→ REQUEST 1
Write out the passage below on changelog data and its specifications in full, word for word.

Furthermore, for each of those changelog entries, I think it would be nice to tell people more details about the individual changes so they can make technically supported decisions about changing versions. A single, published version could consist of multiple changes, associated to a key :changes, with each change detailed with this info.

Here's an example of one change included in a published version.

{:description "Addition function `+` now handles floating point decimal number types."
 :reference {:source "Issue #78"
             :url "https://example.com/issue/87"}
 :change-type :relaxed-input-requirements
 :breaking? false
 :altered-functions ['+]
 :date {:year 2025
        :month "November"
        :day 8}
 :responsible {:name "Fozzie Bear"
               :email "fozzie@wocka-industries.com"}}

The date and person responsible for an individual change need not be the same as the date and person responsible for the version that contains it. So while Kermit was responsible for publishing the overall version on 2025 November 12, Fozzie was responsible for creating the individual change to the plus function on 2025 November 08.

With the expected shape of our changelog data established, we can now compose the specifications that will allow us to validate the data. We must keep in mind Speculoos ' Three Mottos. Motto #1 reminds us to keep scalar a collection specifications separate. The validation functions themselves enforce this principle, but adhering to Motto #1 helps minimize confusion.

Motto #2 reminds us to shape the specification so that it mimics the data. This motto reveals a convenient tactic: copy-paste the data, delete the scalars, and insert predicates.

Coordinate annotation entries

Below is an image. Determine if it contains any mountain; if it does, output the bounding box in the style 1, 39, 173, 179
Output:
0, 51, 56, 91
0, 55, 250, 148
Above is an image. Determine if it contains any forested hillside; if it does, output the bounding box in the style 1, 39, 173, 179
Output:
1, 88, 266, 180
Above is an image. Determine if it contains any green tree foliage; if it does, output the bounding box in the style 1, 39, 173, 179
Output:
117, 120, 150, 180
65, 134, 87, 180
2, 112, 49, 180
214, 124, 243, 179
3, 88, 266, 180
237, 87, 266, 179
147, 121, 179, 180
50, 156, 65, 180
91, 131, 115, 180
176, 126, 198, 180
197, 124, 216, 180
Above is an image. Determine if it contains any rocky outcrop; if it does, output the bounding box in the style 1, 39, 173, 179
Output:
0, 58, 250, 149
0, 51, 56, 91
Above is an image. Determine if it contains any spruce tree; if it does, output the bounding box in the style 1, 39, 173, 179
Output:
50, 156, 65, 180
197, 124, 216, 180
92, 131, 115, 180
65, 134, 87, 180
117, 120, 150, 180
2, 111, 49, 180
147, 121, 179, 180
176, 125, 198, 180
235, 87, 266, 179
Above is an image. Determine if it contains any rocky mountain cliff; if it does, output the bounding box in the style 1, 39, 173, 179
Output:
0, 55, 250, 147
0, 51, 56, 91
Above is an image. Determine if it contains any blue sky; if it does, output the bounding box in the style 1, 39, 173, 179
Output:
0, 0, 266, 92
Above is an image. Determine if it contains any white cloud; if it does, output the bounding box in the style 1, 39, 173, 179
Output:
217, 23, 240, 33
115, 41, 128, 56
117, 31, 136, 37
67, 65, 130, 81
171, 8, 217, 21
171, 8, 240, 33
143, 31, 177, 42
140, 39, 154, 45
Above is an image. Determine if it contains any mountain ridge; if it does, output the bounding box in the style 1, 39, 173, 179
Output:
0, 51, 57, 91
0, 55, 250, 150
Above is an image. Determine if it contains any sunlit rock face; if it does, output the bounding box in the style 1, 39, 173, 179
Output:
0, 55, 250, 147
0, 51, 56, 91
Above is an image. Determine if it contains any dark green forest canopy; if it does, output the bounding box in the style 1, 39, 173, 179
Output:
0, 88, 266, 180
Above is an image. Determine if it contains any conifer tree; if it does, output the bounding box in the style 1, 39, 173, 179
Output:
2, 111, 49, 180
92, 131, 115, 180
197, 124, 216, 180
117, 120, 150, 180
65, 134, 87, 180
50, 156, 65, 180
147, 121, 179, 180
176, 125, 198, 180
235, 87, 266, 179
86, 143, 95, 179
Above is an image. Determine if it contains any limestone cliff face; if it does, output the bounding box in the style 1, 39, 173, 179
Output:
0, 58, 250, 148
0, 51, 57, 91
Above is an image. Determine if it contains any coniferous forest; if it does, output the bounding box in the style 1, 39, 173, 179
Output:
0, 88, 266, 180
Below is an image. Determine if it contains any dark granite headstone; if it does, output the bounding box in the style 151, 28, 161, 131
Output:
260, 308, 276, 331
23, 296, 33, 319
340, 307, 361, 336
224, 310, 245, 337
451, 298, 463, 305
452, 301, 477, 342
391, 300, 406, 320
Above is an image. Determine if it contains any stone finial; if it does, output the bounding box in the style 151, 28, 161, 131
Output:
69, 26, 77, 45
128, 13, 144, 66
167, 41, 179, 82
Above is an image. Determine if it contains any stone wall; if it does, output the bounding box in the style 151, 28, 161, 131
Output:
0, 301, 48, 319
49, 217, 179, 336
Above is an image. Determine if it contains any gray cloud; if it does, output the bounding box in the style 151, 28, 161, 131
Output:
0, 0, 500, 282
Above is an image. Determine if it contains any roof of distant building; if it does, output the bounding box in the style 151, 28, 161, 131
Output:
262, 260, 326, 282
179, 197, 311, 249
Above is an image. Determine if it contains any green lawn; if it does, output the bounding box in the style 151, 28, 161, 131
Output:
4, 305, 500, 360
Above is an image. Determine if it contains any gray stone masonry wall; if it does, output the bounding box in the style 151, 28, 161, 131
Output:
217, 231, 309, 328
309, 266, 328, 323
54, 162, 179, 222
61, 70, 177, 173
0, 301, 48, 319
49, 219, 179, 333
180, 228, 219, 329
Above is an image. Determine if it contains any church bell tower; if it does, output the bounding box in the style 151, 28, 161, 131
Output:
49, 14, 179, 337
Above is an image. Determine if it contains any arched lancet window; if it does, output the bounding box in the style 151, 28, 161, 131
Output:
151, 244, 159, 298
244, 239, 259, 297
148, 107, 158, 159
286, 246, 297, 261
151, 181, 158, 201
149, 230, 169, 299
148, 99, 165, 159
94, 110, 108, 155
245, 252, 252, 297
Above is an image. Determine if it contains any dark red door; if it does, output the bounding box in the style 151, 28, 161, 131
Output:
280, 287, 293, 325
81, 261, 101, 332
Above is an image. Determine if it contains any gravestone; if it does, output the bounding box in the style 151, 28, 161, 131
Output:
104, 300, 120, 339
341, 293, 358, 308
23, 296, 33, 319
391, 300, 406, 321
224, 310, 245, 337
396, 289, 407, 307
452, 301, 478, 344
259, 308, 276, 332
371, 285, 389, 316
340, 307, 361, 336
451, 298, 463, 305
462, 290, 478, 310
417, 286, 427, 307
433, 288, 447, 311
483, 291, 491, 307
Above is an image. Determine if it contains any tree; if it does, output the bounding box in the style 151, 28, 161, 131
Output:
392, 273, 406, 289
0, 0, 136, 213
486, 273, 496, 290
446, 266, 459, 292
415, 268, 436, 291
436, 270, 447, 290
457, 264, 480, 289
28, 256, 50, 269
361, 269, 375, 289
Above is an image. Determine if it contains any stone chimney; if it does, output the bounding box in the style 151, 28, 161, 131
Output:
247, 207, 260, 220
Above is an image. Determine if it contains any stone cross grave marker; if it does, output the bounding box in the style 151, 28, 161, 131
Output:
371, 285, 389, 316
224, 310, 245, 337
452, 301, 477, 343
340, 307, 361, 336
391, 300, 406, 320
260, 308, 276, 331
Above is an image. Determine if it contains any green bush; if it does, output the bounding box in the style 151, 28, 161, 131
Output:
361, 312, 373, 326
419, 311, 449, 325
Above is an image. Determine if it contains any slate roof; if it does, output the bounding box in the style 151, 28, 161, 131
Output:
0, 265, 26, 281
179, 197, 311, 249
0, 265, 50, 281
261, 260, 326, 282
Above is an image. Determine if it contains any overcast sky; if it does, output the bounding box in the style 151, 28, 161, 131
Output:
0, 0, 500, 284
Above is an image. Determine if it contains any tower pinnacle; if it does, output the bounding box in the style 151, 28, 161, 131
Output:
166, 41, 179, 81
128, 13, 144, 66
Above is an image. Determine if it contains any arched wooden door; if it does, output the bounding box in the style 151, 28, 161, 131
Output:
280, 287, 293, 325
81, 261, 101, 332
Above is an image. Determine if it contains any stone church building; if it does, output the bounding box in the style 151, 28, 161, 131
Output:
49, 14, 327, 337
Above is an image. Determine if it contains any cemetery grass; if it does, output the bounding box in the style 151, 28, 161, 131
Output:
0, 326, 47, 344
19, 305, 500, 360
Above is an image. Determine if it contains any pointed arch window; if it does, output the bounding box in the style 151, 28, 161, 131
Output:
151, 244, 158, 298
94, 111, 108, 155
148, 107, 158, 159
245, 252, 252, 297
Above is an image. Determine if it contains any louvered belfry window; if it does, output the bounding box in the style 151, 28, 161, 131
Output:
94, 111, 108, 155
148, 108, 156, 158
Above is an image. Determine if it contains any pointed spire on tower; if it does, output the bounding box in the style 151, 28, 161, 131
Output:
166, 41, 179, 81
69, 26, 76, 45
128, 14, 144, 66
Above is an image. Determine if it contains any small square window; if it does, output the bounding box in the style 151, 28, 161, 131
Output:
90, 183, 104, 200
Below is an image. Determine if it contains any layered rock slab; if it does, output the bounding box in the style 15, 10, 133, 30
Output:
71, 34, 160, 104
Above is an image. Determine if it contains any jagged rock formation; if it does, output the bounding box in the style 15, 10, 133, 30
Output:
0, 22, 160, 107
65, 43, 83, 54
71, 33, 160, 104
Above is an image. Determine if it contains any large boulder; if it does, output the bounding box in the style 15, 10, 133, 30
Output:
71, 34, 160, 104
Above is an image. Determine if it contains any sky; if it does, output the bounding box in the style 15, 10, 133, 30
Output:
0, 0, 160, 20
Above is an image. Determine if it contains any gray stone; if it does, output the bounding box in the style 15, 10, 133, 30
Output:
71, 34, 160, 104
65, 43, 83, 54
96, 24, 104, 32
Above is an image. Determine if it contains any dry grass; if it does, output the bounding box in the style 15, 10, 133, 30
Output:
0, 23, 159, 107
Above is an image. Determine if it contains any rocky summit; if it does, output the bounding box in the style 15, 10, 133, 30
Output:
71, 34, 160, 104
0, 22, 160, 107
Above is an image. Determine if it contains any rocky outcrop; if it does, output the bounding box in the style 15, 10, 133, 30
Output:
---
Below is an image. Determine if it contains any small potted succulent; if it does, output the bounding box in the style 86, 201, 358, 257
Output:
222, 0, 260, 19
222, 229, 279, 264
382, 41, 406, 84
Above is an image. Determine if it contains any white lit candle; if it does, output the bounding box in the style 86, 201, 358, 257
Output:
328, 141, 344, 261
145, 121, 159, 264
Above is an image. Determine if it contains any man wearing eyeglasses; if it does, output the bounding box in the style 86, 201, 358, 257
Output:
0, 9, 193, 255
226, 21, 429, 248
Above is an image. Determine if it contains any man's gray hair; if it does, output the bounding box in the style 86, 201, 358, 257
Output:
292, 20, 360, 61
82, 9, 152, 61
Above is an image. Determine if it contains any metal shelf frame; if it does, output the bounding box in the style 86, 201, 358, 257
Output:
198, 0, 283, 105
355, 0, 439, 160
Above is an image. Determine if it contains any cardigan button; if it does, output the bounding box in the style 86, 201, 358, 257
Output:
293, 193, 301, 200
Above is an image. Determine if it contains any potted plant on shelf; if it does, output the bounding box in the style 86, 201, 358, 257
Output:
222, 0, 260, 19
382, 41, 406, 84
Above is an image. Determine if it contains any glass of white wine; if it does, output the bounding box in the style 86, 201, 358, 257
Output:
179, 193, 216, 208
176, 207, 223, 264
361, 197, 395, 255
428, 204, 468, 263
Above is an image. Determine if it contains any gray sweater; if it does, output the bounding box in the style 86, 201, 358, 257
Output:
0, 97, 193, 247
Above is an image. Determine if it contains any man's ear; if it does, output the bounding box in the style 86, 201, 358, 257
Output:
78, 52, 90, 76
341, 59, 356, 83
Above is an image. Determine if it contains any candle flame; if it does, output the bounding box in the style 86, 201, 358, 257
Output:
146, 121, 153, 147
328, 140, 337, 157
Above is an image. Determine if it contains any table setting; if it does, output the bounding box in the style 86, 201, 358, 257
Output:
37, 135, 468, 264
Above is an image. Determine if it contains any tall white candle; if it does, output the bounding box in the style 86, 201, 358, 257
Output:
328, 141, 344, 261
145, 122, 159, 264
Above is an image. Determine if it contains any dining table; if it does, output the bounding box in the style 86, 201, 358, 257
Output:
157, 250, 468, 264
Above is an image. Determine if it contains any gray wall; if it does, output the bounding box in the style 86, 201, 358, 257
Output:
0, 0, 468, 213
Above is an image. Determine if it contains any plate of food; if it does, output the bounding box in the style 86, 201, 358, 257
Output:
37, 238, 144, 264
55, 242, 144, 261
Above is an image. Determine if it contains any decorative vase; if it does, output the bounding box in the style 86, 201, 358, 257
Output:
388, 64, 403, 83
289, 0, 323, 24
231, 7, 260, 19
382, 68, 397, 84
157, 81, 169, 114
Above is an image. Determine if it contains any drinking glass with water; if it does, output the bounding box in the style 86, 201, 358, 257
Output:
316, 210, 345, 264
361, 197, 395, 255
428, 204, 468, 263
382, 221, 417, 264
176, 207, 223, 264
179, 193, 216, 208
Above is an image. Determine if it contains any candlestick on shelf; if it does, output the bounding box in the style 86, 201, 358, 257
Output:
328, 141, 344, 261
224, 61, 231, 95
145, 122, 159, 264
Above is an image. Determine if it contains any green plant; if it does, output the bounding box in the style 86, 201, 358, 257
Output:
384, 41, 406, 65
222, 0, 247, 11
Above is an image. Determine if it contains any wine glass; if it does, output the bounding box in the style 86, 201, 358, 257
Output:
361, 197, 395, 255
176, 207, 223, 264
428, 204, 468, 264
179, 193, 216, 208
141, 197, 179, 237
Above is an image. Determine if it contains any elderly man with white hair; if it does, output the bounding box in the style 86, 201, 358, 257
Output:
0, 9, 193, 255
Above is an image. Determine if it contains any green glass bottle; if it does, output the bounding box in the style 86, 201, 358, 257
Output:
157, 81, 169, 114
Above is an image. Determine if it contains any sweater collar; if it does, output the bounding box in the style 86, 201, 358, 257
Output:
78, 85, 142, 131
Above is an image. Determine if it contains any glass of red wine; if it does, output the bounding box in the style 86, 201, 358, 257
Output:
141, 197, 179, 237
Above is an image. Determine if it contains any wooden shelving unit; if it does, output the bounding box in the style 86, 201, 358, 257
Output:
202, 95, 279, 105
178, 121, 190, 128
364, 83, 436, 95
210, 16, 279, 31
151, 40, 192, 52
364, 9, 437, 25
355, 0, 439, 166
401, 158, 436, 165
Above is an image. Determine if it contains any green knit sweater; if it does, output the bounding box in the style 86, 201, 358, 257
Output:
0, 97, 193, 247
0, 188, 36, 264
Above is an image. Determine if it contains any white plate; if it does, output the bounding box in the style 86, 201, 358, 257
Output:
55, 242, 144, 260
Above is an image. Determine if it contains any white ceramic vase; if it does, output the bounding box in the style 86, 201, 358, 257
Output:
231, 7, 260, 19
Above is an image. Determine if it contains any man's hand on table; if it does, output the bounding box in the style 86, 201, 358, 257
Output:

→ REQUEST 2
Give again, word for word, only the stretch of records from the line containing "Above is an image. Determine if it contains any louvered" through the line containing "0, 0, 160, 20".

→ PROBLEM SOLUTION 1
Furthermore, for each of those changelog entries, I think it would be nice to tell people more details about the individual changes so they can make technically supported decisions about changing versions. A single, published version could consist of multiple changes, associated to a key :changes, with each change detailed with this info.

Here's an example of one change included in a published version.

{:description "Addition function `+` now handles floating point decimal number types."
 :reference {:source "Issue #78"
             :url "https://example.com/issue/87"}
 :change-type :relaxed-input-requirements
 :breaking? false
 :altered-functions ['+]
 :date {:year 2025
        :month "November"
        :day 8}
 :responsible {:name "Fozzie Bear"
               :email "fozzie@wocka-industries.com"}}

The date and person responsible for an individual change need not be the same as the date and person responsible for the version that contains it. So while Kermit was responsible for publishing the overall version on 2025 November 12, Fozzie was responsible for creating the individual change to the plus function on 2025 November 08.

With the expected shape of our changelog data established, we can now compose the specifications that will allow us to validate the data. We must keep in mind Speculoos ' Three Mottos. Motto #1 reminds us to keep scalar a collection specifications separate. The validation functions themselves enforce this principle, but adhering to Motto #1 helps minimize confusion.

Motto #2 reminds us to shape the specification so that it mimics the data. This motto reveals a convenient tactic: copy-paste the data, delete the scalars, and insert predicates.

→ PROBLEM SOLUTION 2
Above is an image. Determine if it contains any louvered belfry window; if it does, output the bounding box in the style 151, 28, 161, 131
Output:
94, 111, 108, 155
148, 108, 156, 158
Above is an image. Determine if it contains any pointed spire on tower; if it does, output the bounding box in the style 151, 28, 161, 131
Output:
166, 41, 179, 81
69, 26, 76, 45
128, 14, 144, 66
Above is an image. Determine if it contains any small square window; if it does, output the bounding box in the style 151, 28, 161, 131
Output:
90, 183, 104, 200
Below is an image. Determine if it contains any layered rock slab; if it does, output the bounding box in the style 15, 10, 133, 30
Output:
71, 34, 160, 104
Above is an image. Determine if it contains any jagged rock formation; if it does, output the bounding box in the style 15, 10, 133, 30
Output:
0, 22, 160, 107
65, 43, 83, 54
71, 33, 160, 104
Above is an image. Determine if it contains any large boulder; if it does, output the bounding box in the style 15, 10, 133, 30
Output:
71, 34, 160, 104
Above is an image. Determine if it contains any sky; if it does, output the bounding box in the style 15, 10, 133, 30
Output:
0, 0, 160, 20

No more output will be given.